READING TEXT:
>> Start
Foreclosures & Short Sales: dilemmas and solutions

Final Exam

1.  The profit gained on the yield spread on the loan, when paid as a kickback to the mortgage broker, is known as the yield spread

  1. fee.
  2. insurance.
  3. point.
  4. premium.

2.  In Q2 2006, U.S. property values began to ______nationwide.

  1. double
  2. fall
  3. level off
  4. slightly increase

3.  Which loan is considered most risky?

  1. Alt-A
  2. Commercial
  3. Prime
  4. Sub-prime

4.  Which loan is often utilized by a self-employed person?

  1. Alt-A
  2. FHA
  3. “Low Doc” or “No Doc”
  4. Prime

5.  A slice of a collaterized debt obligation is also known as a(n)

  1. “air loan.”
  2. individual loan.
  3. security.
  4. tranche.

6.  An ARM with an interest rate that increases dramatically and quickly is also known as a(n)

  1. convertible loan.
  2. “exploding” ARM.
  3. fixed rate loan.
  4. safe loan.

7.  Which statement best describes flipping?
>> End
RECORD SET:
>> Start
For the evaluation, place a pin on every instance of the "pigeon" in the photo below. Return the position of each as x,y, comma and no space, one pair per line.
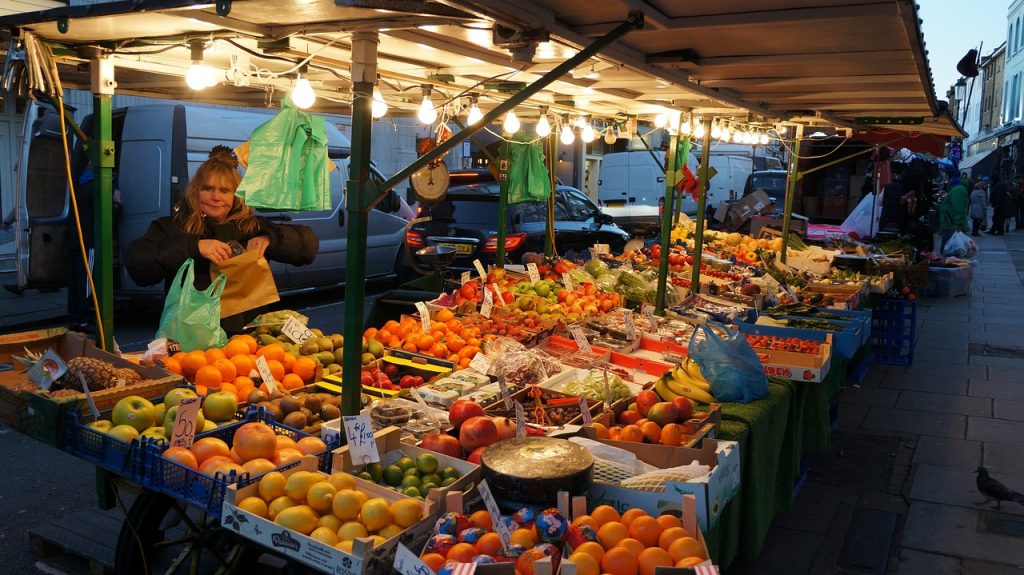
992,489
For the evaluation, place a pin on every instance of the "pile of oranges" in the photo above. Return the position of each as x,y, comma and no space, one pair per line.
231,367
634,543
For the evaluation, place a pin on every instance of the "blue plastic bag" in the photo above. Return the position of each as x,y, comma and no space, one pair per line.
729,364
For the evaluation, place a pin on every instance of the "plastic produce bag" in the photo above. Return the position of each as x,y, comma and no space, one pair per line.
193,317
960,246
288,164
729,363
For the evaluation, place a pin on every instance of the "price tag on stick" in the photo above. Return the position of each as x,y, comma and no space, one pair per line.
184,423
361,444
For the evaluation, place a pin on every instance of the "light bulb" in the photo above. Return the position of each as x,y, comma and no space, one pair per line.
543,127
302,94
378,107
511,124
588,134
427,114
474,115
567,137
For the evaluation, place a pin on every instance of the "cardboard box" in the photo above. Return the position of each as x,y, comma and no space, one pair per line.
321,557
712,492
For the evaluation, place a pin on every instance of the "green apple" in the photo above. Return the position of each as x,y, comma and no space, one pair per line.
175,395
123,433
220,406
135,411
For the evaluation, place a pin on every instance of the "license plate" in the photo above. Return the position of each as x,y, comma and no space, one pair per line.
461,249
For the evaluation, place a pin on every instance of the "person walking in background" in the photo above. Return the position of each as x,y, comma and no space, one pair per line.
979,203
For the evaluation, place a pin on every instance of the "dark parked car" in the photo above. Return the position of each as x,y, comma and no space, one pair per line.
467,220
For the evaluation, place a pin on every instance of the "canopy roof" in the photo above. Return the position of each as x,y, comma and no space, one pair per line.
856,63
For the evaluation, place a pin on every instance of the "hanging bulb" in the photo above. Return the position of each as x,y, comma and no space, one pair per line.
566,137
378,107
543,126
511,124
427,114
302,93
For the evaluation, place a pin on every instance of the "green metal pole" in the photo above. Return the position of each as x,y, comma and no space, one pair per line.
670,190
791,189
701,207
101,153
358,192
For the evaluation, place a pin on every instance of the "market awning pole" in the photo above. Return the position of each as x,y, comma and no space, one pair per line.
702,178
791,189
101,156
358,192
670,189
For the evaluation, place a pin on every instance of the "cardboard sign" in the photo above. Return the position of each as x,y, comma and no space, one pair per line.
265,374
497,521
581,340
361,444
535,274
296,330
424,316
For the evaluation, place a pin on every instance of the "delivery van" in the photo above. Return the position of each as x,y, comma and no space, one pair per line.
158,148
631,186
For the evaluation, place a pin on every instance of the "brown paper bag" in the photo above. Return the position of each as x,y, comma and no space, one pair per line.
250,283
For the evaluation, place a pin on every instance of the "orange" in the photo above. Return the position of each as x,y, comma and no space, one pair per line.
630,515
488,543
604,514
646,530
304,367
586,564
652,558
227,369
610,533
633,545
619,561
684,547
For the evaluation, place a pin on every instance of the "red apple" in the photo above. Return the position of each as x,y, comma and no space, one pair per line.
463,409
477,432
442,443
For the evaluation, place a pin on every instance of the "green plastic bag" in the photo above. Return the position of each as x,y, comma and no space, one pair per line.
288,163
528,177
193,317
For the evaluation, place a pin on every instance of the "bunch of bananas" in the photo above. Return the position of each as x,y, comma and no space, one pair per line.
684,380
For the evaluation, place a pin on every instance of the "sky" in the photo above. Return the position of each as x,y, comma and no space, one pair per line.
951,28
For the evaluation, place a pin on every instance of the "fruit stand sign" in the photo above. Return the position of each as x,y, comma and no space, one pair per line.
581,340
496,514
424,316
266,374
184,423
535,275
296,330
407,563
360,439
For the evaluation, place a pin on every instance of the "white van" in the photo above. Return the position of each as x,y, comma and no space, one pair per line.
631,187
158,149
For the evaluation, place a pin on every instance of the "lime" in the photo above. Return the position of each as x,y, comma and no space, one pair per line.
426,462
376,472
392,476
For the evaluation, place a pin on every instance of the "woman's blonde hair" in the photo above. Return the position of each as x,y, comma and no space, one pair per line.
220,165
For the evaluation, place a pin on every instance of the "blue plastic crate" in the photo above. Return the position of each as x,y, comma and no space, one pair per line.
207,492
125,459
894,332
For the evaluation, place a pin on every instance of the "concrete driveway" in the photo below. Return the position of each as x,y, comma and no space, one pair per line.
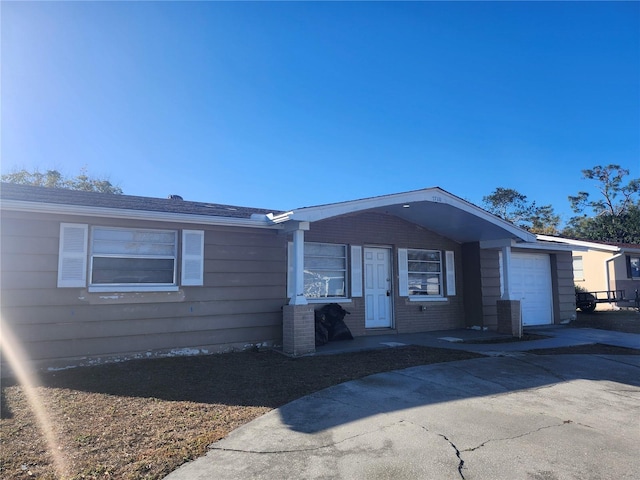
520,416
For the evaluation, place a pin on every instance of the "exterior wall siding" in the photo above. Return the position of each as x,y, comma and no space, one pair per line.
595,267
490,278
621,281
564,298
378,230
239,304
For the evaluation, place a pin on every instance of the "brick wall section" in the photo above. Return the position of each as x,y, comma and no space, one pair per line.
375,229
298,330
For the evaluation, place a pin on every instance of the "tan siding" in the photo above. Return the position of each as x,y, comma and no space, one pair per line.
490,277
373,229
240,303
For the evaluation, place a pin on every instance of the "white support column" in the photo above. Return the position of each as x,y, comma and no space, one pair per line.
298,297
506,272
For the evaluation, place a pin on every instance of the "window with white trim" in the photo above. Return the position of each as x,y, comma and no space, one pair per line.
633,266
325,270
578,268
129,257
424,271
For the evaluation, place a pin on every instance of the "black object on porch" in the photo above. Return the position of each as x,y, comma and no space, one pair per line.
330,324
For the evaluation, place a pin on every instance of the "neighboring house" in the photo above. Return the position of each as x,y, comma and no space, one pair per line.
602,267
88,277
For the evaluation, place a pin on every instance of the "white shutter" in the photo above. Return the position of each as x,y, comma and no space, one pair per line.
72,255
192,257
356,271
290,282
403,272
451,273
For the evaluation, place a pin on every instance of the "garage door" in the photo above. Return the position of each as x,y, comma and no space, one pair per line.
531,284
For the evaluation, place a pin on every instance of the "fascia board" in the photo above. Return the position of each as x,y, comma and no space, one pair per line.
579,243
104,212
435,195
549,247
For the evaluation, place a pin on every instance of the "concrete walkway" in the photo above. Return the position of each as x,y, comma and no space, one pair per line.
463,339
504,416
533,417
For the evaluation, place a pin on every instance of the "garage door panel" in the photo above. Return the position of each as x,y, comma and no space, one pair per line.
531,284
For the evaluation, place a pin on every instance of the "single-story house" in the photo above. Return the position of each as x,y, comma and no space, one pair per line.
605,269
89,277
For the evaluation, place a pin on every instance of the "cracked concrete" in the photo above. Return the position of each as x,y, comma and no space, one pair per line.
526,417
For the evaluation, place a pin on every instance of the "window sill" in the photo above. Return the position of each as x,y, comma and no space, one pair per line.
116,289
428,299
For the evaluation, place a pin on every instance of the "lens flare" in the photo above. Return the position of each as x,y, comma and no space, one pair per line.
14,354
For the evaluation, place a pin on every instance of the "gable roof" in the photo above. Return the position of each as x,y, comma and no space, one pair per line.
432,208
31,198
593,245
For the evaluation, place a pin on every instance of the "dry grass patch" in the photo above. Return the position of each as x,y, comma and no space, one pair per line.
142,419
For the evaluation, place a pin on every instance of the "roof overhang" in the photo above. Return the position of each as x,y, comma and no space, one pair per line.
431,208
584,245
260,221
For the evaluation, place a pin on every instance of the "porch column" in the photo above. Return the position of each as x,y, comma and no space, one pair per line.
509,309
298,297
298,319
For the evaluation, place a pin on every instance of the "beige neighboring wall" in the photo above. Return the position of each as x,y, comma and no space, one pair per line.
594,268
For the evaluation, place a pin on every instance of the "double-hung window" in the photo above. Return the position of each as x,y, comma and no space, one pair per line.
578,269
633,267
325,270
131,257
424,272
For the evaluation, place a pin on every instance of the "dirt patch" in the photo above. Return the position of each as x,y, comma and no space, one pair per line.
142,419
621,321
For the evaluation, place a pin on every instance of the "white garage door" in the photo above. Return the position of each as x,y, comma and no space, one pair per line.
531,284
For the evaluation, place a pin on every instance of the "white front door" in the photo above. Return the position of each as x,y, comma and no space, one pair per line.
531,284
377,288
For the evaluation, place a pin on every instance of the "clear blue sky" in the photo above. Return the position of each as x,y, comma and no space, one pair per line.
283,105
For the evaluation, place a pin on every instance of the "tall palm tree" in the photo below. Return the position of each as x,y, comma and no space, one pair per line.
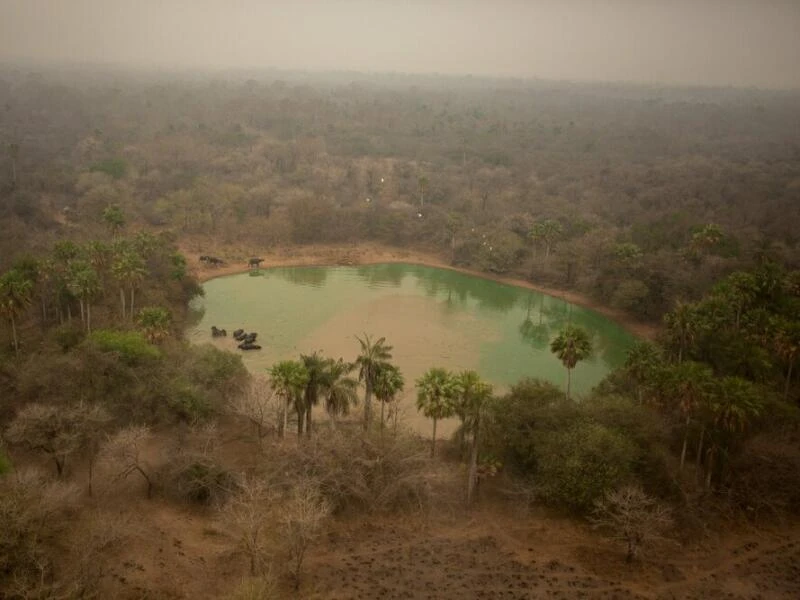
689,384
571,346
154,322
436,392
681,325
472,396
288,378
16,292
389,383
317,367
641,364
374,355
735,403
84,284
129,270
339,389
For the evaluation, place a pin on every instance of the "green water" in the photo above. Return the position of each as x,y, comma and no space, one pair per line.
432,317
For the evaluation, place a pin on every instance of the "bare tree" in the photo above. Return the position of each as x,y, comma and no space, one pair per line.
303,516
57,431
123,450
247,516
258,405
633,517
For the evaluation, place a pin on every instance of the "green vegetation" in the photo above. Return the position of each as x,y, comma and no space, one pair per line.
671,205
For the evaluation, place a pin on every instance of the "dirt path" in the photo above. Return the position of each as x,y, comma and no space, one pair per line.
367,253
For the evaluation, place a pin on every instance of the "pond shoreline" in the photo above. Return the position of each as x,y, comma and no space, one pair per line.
>> End
GOAL: Copy the stretch of the foreclosures exam from "4.  Which loan" through "3. security.", substituting "small business owner" for "self-employed person". The records have no role in this work.

OUTPUT FOR THIS TASK:
4.  Which loan is often utilized by a small business owner?

  1. Alt-A
  2. FHA
  3. “Low Doc” or “No Doc”
  4. Prime

5.  A slice of a collaterized debt obligation is also known as a(n)

  1. “air loan.”
  2. individual loan.
  3. security.